Set task ▸
Convert each line of the records below into a string in a JSON list, one string per line, skipping any blank lines.

[Excerpts of bounding box data]
^^^^
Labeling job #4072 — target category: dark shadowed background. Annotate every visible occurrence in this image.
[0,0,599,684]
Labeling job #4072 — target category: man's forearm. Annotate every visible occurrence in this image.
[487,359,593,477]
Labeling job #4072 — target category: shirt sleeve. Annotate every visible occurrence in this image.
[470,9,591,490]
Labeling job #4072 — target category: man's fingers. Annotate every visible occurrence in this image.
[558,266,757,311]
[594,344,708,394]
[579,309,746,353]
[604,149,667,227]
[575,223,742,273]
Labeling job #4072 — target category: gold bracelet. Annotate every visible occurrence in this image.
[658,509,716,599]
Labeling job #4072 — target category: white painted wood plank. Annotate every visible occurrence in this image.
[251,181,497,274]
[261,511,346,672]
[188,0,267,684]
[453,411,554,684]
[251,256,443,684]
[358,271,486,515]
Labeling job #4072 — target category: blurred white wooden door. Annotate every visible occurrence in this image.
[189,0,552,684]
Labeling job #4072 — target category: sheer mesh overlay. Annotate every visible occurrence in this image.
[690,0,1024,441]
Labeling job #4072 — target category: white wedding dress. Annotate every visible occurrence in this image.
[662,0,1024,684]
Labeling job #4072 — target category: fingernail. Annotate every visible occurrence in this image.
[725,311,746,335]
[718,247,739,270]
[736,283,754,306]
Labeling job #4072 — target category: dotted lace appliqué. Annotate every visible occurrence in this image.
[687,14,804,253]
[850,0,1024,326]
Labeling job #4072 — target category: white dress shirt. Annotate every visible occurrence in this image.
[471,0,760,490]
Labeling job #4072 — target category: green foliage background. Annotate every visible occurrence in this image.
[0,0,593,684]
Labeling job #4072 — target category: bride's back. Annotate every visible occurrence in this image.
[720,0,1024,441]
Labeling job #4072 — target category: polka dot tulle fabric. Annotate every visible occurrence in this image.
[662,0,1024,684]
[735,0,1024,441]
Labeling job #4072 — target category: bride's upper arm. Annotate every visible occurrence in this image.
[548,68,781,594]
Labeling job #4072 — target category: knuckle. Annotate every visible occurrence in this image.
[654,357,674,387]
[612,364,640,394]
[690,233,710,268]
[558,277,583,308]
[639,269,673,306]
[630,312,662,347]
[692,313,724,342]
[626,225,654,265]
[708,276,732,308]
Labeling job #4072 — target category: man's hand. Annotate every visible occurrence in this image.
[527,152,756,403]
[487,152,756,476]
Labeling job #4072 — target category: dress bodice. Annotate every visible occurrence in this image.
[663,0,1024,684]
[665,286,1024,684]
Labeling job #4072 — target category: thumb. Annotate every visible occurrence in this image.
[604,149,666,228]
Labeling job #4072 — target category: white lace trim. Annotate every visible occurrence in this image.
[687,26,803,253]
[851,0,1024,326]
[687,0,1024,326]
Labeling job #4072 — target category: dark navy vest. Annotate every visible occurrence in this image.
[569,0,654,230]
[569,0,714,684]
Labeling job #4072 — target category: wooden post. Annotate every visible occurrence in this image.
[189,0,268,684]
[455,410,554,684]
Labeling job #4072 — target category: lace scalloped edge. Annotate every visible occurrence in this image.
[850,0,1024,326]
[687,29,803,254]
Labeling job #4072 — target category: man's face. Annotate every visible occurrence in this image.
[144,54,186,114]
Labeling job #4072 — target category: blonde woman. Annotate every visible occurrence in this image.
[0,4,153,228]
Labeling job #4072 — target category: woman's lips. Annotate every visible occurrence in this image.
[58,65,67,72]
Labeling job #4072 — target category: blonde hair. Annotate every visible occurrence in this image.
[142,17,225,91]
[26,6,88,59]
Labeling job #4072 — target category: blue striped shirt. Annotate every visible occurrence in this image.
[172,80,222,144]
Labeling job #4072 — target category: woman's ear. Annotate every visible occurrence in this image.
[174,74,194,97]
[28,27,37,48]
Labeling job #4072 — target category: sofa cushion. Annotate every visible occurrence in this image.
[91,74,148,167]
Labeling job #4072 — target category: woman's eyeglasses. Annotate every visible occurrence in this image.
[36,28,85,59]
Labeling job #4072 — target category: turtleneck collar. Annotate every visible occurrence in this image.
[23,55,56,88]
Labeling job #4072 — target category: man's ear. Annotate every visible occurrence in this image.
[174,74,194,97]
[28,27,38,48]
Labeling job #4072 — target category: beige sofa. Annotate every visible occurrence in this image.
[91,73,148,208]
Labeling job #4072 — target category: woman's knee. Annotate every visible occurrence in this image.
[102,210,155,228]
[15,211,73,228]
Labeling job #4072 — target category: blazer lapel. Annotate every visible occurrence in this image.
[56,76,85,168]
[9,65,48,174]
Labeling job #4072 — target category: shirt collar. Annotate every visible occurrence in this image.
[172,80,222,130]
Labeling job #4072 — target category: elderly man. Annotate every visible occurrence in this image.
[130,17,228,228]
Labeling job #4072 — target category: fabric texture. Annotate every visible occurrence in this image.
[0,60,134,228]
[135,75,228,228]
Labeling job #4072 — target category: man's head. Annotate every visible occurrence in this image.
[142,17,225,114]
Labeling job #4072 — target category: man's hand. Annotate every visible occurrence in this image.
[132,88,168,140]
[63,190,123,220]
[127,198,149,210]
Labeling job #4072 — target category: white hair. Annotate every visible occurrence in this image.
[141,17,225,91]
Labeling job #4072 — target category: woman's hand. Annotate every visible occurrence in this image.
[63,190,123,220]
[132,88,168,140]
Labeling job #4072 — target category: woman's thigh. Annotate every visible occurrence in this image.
^^^^
Result for this task ▸
[
  "Labeling job #4072 — target category: dark shadowed background. Annotate every visible occurrence in this image.",
  "[0,0,599,684]",
  "Labeling job #4072 — target category: man's forearm. Annotate every visible occurrence in this image.",
  "[487,359,593,477]",
  "Labeling job #4072 — target category: shirt sleeve. Annotate every visible occurrence in this image.",
  "[470,9,591,490]",
  "Labeling job #4072 — target category: man's fingers. Annotate every visible occurrence in this image.",
  "[558,266,757,311]",
  "[594,344,708,394]",
  "[579,309,746,353]",
  "[604,149,667,227]",
  "[575,223,742,273]",
  "Labeling job #4072 — target category: gold bracelet. Annotate every visible occurrence in this image.",
  "[658,509,716,599]",
  "Labeling job #4072 — target category: white painted wood plank. Annotate every visible occurrence in this image.",
  "[251,181,497,274]",
  "[261,511,346,672]",
  "[188,0,267,684]",
  "[453,411,554,684]",
  "[251,256,443,684]",
  "[358,271,486,515]",
  "Labeling job #4072 — target category: blurred white wooden door. Annotate every visible occurrence in this image.",
  "[189,0,552,684]",
  "Labeling job #4072 — target category: sheer mesh overlay. Annotate every visible occurrence in this image.",
  "[690,0,1024,441]",
  "Labeling job #4072 — target category: white wedding dress. Annotate every visible occurrence in this image.",
  "[662,0,1024,684]",
  "Labeling job #4072 — target category: fingernail. Annotate every visible occurrence in this image.",
  "[725,311,746,335]",
  "[718,247,739,270]",
  "[736,283,754,306]",
  "Labeling job #4072 — target category: dotted lace appliqué. Annotate every visible occurrence in this image.",
  "[687,14,804,253]",
  "[850,0,1024,326]",
  "Labeling job #4072 — target category: white dress shirt. Annotate every visible occurrence in this image.",
  "[471,0,760,490]",
  "Labeling job #4072 — target category: green foliage background. Annotate every visible occurrence in this image.",
  "[0,0,593,684]",
  "Labeling job #4072 — target category: bride's back. Annotate every visible occurrence in this image.",
  "[720,0,1024,441]",
  "Labeling job #4072 — target category: polka dot tulle fabric. Annotate every visible occurrence in this image.",
  "[662,0,1024,684]",
  "[735,0,1024,441]",
  "Labeling job #4072 — target category: bride's upper arm. Annotate every visible occurrence in this image.",
  "[548,68,781,594]",
  "Labeling job #4072 — target category: knuckle. Annotate every visible occurrence in this image.",
  "[654,357,674,387]",
  "[612,364,640,394]",
  "[690,233,710,268]",
  "[558,277,583,308]",
  "[639,269,673,306]",
  "[630,312,662,347]",
  "[692,313,724,342]",
  "[626,225,654,265]",
  "[708,276,732,308]",
  "Labeling job #4072 — target category: man's hand. Annotate every visible occurrence in this image.",
  "[527,152,756,403]",
  "[487,152,756,476]",
  "Labeling job #4072 — target category: dress bodice. Annotate every visible occurrence in this image.",
  "[663,0,1024,684]",
  "[665,286,1024,684]",
  "Labeling job #4072 — target category: thumb. Annotate every visible occurrence in this image.",
  "[604,149,666,228]",
  "Labeling job #4072 — target category: white lace trim. Annotate every visible occurrence in this image.",
  "[687,26,803,253]",
  "[851,0,1024,326]",
  "[687,0,1024,326]",
  "Labeling job #4072 — target category: dark navy vest. Annotate every visible occurrence in this image.",
  "[569,0,654,230]",
  "[569,0,714,684]",
  "Labeling job #4072 — target category: wooden post. Annotate every visible occurrence in this image.",
  "[189,0,268,684]",
  "[455,410,554,684]",
  "Labeling job #4072 — target category: lace scalloped edge. Annotate every visible occurrence in this image.",
  "[850,0,1024,326]",
  "[687,29,803,254]",
  "Labeling job #4072 — target category: man's face. Annotate every visible occurrence in this image.",
  "[144,54,186,114]",
  "Labeling job #4072 — target category: blonde woman. Annotate every visible occurrence in this image.",
  "[0,4,153,228]",
  "Labeling job #4072 — target category: woman's lips. Annotate every visible occurrence in this image.",
  "[58,65,67,72]",
  "Labeling job #4072 — target category: blonde hair. Annotate every visible occurrence in this image.",
  "[142,17,225,91]",
  "[26,6,88,59]",
  "Labeling job #4072 — target category: blue striped shirt. Annotate every visible occurrence in this image.",
  "[172,80,222,144]",
  "Labeling job #4072 — target category: woman's ear. Annotate every visible occurrence in this image.",
  "[174,74,194,97]",
  "[28,27,37,48]",
  "Labeling job #4072 — target category: sofa cushion. Annotate every visible occurrence in this image.",
  "[91,74,148,167]",
  "Labeling job #4072 — target category: woman's eyeglasses. Annotate every visible occurrence in this image.",
  "[36,28,85,59]",
  "Labeling job #4072 — target category: turtleneck collar. Annotate every visible occurrence in this image.",
  "[23,55,56,88]",
  "Labeling job #4072 — target category: man's ear. Annotate every visible occurrence in this image.",
  "[174,74,194,97]",
  "[28,27,38,48]",
  "Labeling job #4072 — target category: beige sofa. Annotate every visible occurrence in this image.",
  "[91,73,148,208]",
  "Labeling job #4072 — target category: woman's knee. Annotate every visible occurrence in this image.",
  "[102,210,155,228]",
  "[15,211,73,228]",
  "Labeling job #4072 — target category: blazer lapel. Annotate every visible occurrence in this image.",
  "[56,76,85,168]",
  "[9,65,48,174]",
  "Labeling job #4072 — target category: shirt collar. Annotate every visible occurrence in this image.",
  "[172,80,222,130]",
  "Labeling job #4072 — target category: elderly man. Annotate every visible occurrence in this image.",
  "[130,17,228,228]",
  "Labeling job #4072 — target category: fabric texture. Annotate every visible occurrence in this image.",
  "[0,60,134,228]",
  "[135,75,228,228]",
  "Labeling job #4072 — target category: man's head. Annotate every visible occurrence in this image.",
  "[142,17,225,114]",
  "Labeling job #4072 — target category: man's hand. Annotate every visible occurrence in this image.",
  "[132,88,168,140]",
  "[63,190,123,220]",
  "[127,198,149,210]",
  "Labeling job #4072 — target category: white hair. Annotate every visible occurrence in this image.",
  "[141,17,225,91]",
  "Labeling job #4072 — target category: woman's hand. Annotate every visible occurrence in this image.",
  "[63,190,123,220]",
  "[132,88,168,140]",
  "Labeling job #4072 — target category: woman's thigh. Annotate every visible occurrence in this image."
]